Filas de tarea ->
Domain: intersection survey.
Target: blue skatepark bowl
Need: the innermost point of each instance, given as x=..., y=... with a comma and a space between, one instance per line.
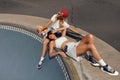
x=20, y=51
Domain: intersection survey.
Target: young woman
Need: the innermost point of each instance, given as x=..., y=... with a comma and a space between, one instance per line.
x=57, y=23
x=76, y=49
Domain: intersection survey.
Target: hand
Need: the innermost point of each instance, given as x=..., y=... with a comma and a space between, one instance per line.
x=62, y=54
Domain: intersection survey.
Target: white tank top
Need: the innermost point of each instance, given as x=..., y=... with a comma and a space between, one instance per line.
x=59, y=41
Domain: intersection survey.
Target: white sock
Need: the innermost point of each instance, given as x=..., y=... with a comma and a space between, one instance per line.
x=102, y=63
x=41, y=59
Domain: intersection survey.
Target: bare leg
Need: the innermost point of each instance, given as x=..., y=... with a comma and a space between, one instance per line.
x=87, y=44
x=39, y=29
x=45, y=46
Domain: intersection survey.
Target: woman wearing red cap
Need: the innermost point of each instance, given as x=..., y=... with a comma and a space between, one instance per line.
x=55, y=24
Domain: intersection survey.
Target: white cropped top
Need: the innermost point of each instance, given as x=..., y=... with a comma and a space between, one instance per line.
x=59, y=41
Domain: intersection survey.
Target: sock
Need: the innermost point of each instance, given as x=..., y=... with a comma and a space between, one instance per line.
x=102, y=63
x=41, y=59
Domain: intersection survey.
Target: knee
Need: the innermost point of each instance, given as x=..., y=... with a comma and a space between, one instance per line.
x=45, y=42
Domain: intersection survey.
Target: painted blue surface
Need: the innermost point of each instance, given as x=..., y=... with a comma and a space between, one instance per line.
x=19, y=56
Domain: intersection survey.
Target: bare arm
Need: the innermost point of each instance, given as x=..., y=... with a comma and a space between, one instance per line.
x=73, y=29
x=53, y=54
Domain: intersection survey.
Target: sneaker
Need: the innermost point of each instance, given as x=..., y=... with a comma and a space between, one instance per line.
x=109, y=70
x=93, y=61
x=39, y=66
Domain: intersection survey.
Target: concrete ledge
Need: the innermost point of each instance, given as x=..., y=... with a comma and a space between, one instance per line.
x=29, y=23
x=78, y=70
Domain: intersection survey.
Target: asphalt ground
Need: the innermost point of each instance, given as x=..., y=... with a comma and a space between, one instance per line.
x=99, y=17
x=19, y=57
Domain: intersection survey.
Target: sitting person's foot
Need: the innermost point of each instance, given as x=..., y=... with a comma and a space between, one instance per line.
x=93, y=61
x=109, y=70
x=39, y=66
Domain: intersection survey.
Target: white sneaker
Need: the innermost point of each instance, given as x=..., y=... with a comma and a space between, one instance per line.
x=109, y=70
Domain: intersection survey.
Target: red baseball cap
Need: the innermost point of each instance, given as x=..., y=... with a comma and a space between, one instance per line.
x=65, y=13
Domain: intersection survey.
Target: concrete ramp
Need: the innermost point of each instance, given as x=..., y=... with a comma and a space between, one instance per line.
x=82, y=69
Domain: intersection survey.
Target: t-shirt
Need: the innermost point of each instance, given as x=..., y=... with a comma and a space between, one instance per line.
x=55, y=25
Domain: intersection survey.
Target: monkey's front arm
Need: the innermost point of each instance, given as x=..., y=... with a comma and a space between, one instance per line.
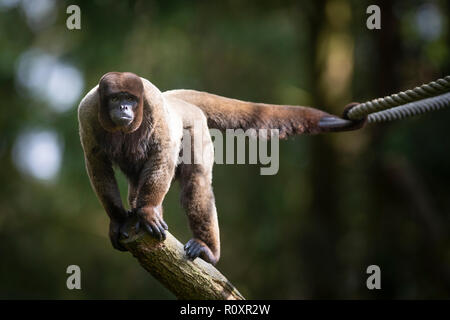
x=154, y=182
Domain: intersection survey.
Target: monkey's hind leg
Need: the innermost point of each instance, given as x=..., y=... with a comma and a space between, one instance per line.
x=197, y=199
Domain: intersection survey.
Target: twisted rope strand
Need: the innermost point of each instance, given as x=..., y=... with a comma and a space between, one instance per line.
x=411, y=109
x=412, y=97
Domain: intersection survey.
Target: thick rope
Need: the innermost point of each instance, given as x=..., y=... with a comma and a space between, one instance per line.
x=412, y=102
x=411, y=109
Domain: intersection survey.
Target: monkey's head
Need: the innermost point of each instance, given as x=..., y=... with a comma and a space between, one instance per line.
x=121, y=101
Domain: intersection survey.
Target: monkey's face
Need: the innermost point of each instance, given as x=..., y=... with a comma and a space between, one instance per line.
x=122, y=108
x=121, y=101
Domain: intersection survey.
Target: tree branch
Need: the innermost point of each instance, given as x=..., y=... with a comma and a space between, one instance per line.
x=184, y=278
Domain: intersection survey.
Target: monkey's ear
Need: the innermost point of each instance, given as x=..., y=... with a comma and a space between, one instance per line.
x=103, y=112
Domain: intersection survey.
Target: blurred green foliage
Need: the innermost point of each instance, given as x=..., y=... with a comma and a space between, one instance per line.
x=338, y=204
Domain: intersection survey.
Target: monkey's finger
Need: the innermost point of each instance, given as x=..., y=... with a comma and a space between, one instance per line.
x=116, y=244
x=148, y=228
x=156, y=232
x=137, y=226
x=164, y=224
x=192, y=248
x=195, y=252
x=161, y=230
x=187, y=245
x=124, y=232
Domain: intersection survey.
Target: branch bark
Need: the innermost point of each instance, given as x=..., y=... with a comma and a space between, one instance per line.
x=184, y=278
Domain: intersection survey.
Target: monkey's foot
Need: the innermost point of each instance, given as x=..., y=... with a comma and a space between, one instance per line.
x=197, y=248
x=116, y=231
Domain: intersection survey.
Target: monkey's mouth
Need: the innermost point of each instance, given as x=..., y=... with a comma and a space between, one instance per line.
x=123, y=121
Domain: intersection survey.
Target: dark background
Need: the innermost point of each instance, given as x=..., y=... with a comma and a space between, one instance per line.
x=339, y=203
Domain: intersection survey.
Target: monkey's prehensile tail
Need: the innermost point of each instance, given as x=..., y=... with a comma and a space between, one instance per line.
x=225, y=113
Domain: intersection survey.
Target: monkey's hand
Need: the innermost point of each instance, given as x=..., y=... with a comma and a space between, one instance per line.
x=197, y=248
x=116, y=230
x=150, y=219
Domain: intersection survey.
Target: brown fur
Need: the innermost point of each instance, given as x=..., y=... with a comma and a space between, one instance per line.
x=147, y=151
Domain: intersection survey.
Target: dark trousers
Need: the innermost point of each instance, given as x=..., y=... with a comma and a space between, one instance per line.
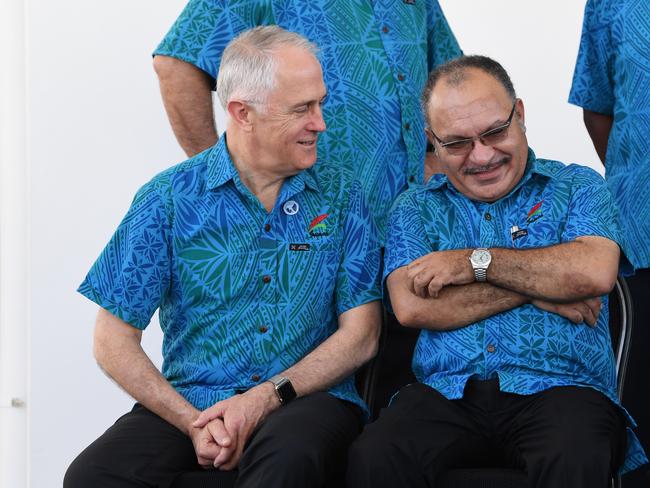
x=636, y=392
x=565, y=437
x=301, y=444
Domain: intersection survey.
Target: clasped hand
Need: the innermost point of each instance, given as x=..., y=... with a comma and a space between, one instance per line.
x=429, y=274
x=220, y=432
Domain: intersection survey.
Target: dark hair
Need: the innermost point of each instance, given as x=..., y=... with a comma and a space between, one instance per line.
x=454, y=73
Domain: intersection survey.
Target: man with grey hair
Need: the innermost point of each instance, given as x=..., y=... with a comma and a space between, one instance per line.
x=503, y=262
x=266, y=280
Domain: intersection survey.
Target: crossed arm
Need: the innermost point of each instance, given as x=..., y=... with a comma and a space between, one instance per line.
x=187, y=96
x=438, y=291
x=220, y=432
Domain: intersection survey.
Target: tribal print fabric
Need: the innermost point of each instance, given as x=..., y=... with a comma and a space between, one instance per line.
x=612, y=77
x=243, y=294
x=376, y=56
x=528, y=349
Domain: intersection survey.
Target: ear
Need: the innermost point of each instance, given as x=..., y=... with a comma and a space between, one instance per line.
x=240, y=114
x=519, y=112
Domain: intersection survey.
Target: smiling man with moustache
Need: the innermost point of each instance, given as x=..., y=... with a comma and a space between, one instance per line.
x=503, y=263
x=266, y=277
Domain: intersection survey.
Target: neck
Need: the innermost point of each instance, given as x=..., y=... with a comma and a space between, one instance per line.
x=265, y=185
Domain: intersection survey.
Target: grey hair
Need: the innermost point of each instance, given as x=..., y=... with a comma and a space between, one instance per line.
x=248, y=65
x=454, y=73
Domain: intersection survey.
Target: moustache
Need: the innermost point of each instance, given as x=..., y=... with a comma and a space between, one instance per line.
x=487, y=167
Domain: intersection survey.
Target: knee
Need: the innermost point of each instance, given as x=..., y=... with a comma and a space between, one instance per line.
x=81, y=474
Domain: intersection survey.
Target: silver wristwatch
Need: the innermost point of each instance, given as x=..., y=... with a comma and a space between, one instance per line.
x=480, y=259
x=283, y=389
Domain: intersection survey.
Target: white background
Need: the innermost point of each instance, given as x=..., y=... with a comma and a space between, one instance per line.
x=96, y=131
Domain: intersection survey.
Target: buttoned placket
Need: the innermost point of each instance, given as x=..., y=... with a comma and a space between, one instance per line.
x=409, y=109
x=488, y=232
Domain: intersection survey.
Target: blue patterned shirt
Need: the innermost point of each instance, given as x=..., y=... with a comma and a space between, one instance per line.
x=376, y=56
x=528, y=349
x=612, y=77
x=243, y=294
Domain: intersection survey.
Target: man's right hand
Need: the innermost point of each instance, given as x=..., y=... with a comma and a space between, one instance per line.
x=208, y=442
x=586, y=310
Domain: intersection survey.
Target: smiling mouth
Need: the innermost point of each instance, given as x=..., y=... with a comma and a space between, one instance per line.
x=486, y=168
x=309, y=143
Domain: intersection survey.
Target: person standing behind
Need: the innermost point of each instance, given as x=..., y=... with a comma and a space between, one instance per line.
x=376, y=56
x=612, y=84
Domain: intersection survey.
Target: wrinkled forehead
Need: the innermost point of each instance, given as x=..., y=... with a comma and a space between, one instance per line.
x=476, y=99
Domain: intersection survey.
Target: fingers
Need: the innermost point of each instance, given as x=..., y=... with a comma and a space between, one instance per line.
x=215, y=411
x=224, y=458
x=234, y=459
x=218, y=431
x=206, y=448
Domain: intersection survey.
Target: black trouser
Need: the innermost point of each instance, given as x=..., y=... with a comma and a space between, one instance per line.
x=302, y=444
x=636, y=392
x=564, y=437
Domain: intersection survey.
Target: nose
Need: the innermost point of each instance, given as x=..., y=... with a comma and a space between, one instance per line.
x=317, y=122
x=481, y=153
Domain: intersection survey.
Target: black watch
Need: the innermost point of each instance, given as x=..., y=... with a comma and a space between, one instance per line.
x=283, y=388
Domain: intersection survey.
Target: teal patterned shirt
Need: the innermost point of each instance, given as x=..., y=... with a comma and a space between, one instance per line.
x=376, y=56
x=528, y=349
x=612, y=77
x=242, y=294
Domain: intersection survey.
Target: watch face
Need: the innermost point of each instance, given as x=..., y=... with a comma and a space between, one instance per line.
x=481, y=257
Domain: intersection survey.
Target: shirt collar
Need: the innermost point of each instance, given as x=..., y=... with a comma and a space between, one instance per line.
x=221, y=169
x=440, y=181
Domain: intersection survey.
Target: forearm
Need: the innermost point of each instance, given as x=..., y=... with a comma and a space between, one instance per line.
x=187, y=96
x=586, y=267
x=598, y=126
x=454, y=307
x=119, y=354
x=352, y=345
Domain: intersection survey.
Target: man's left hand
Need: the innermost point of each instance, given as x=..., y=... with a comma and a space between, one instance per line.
x=429, y=274
x=240, y=415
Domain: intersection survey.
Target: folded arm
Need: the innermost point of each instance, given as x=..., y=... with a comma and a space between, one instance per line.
x=599, y=126
x=583, y=268
x=187, y=96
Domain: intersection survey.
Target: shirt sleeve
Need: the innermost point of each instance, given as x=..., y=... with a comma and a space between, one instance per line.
x=358, y=274
x=205, y=27
x=592, y=211
x=592, y=86
x=131, y=276
x=406, y=234
x=443, y=45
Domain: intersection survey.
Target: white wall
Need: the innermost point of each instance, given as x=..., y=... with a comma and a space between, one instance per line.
x=97, y=131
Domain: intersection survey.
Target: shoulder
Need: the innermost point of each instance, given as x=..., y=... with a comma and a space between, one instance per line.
x=187, y=177
x=576, y=174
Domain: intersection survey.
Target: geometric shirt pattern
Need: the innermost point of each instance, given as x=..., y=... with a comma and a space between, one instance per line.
x=242, y=293
x=375, y=54
x=612, y=77
x=529, y=349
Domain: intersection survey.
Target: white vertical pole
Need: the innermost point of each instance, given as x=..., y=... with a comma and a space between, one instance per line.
x=14, y=247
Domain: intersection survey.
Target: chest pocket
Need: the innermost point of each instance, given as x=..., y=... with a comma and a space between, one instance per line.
x=536, y=234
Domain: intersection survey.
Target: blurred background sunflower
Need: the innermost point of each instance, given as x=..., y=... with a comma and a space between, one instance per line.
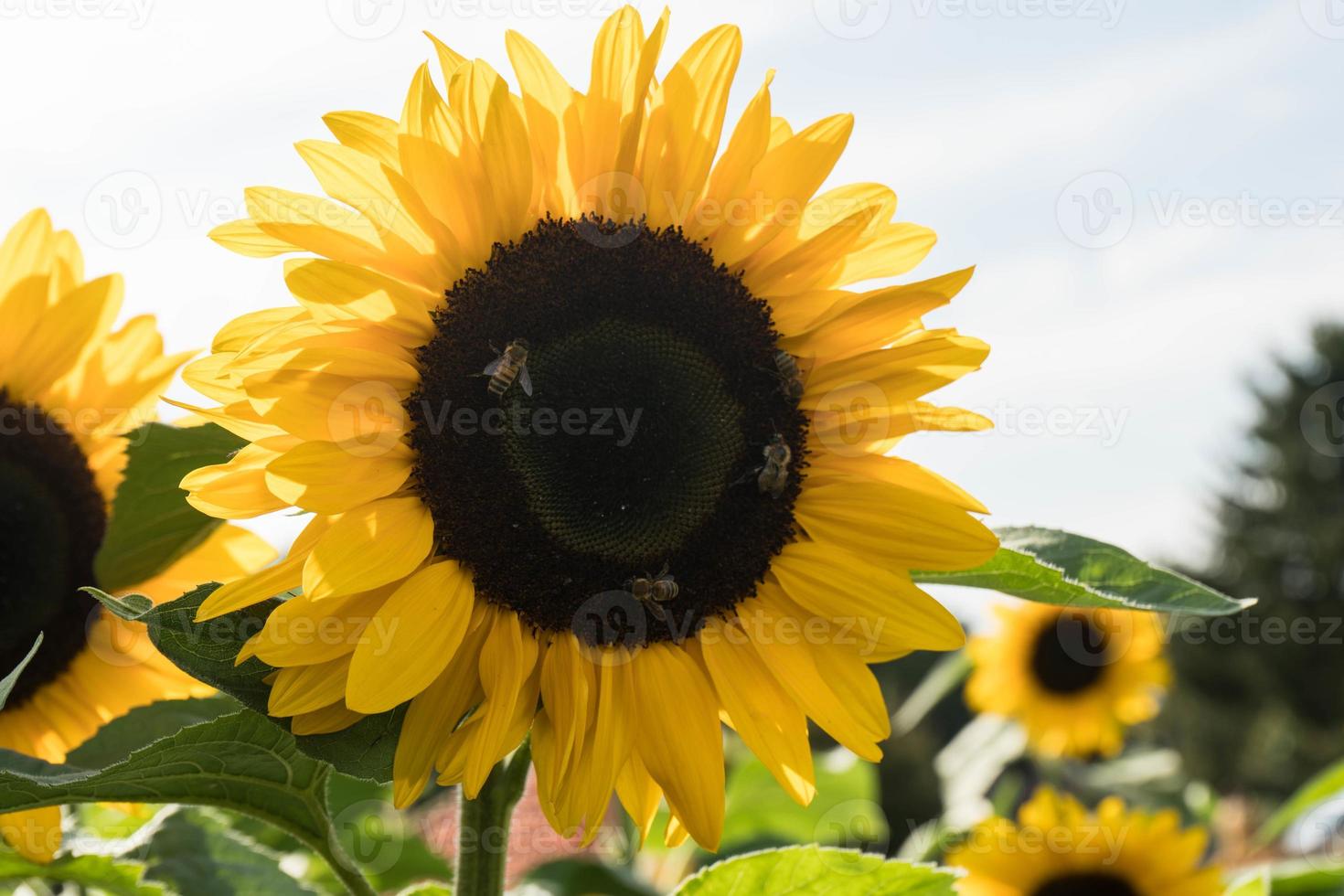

Objetivo ->
Reúne, sin cambios, cada línea de las filas de arriba en la que aparezca la palabra "sneaker".

Respuesta correcta ->
Target: sneaker
Target: white sneaker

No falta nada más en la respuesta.